Document passage below:

I’ve found a sick bird, what should I do?

Report the finding to the Minnesota DNR at 888-646-6367. DNR biologists may be interested in recording the possible case to track the virus.

Avoid handling the animal if possible. You can allow nature to take its course. While it is unfortunate, there are not any available treatments for avian influenza. Raptors, in particular, decline quickly after contracting this illness.

Do not attempt to care for the animal yourself. While the risk of contracting this strain is low for people, there still is a risk. Wildlife rehabilitators are trained on how to limit contact and preserve a wild animal's natural instincts while giving care. Trained rehabilitators are able to assess the animal's condition and take necessary steps to either keep and care for the animal or humanely euthanize it if necessary.

You can contact local wildlife rehabilitators. Please note that some centers may no longer accept some species to protect current patients from avian influenza.

End of Document passage.

◆ What is being asked ◆
Pick up the sick-bird guidance above after its last sentence and write the next part.

Data for review below:

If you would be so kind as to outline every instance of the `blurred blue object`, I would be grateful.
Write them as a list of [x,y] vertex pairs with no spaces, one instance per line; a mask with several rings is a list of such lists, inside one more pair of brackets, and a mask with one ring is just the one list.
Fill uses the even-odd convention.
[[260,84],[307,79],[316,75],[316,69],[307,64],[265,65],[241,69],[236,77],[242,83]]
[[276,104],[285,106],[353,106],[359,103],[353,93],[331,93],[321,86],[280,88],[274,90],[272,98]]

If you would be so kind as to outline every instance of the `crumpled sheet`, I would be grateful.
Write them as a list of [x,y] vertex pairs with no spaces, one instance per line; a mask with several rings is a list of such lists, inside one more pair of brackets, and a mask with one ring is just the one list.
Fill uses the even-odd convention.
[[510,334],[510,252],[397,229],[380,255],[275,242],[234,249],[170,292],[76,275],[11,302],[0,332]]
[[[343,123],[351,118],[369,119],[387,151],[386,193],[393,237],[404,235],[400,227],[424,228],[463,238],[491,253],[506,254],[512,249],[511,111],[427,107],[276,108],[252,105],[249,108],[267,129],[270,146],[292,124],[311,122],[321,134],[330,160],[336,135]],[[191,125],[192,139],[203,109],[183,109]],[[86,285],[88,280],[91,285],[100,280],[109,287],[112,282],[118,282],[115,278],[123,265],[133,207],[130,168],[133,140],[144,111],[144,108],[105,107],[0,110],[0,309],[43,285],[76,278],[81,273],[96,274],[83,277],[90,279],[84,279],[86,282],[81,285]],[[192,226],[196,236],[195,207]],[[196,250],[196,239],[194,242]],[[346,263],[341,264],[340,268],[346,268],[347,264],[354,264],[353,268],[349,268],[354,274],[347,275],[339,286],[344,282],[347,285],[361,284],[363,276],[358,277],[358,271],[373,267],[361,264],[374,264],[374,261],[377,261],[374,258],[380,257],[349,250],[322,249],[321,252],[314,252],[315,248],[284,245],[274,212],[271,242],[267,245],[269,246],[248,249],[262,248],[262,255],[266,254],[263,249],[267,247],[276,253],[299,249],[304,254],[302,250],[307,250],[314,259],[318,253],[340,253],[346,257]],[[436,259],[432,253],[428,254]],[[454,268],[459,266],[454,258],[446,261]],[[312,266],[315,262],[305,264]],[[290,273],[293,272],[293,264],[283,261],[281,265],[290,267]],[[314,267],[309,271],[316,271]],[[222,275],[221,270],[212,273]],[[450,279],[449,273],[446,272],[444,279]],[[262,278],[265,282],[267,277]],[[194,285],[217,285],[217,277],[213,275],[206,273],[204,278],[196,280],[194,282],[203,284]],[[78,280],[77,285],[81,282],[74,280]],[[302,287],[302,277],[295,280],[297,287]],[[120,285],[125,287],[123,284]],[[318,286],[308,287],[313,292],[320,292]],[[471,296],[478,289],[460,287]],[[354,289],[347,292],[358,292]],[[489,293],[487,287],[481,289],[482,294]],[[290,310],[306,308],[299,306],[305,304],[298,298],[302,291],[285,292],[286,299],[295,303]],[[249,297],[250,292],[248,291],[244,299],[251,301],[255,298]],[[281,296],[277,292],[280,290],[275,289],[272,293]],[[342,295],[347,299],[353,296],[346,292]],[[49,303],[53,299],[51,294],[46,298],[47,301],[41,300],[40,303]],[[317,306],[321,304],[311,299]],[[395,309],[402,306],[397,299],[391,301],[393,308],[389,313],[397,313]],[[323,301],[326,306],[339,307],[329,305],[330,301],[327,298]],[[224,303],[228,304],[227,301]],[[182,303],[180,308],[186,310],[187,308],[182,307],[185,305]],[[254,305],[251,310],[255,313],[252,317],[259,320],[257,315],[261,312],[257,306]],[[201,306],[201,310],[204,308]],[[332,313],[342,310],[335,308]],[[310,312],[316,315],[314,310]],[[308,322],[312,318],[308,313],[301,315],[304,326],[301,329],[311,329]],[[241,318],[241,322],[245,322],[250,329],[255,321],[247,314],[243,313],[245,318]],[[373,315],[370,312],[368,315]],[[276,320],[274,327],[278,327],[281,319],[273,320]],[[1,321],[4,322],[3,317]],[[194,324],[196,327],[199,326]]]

End of Data for review.

◆ Response below ◆
What can I do with dead birds I suspect died of avian influenza?

If you've found a dead raptor (hawk, owl, eagle), waterfowl or multiple dead birds (five or more of any species) in one place at one time, report the finding to the Minnesota DNR at 888-646-6367. DNR biologists may be interested in recording the possible case to track the virus.

If the biologists do not need the bird for sampling and you need to move it, wear disposable gloves, double bag the birds and place them in the trash. This will ensure other animals are unable to get to the carcasses and potentially become infected themselves.

Should I take down my bird feeders?

National data on avian influenza in wild birds does not suggest songbirds (passerines) play a significant role in avian influenza outbreaks. If you wish to take your feeders down as a precaution, you are encouraged to do so. Bird feeders only provide a supplemental source of food to birds, especially at this time of year.

Whether you choose to take your feeders down or leave them up, we do encourage you to clean your bird feeders regularly as this helps protect birds against other infections such as salmonella.

Review our best practices for cleaning bird feeders. Individuals who own chickens or other domestic fowl may need to take additional precautions. See the Minnesota Board of Animal Health’s recommendations for biosecurity.

Will avian influenza affect turkey hunting? Will I be at risk turkey hunting?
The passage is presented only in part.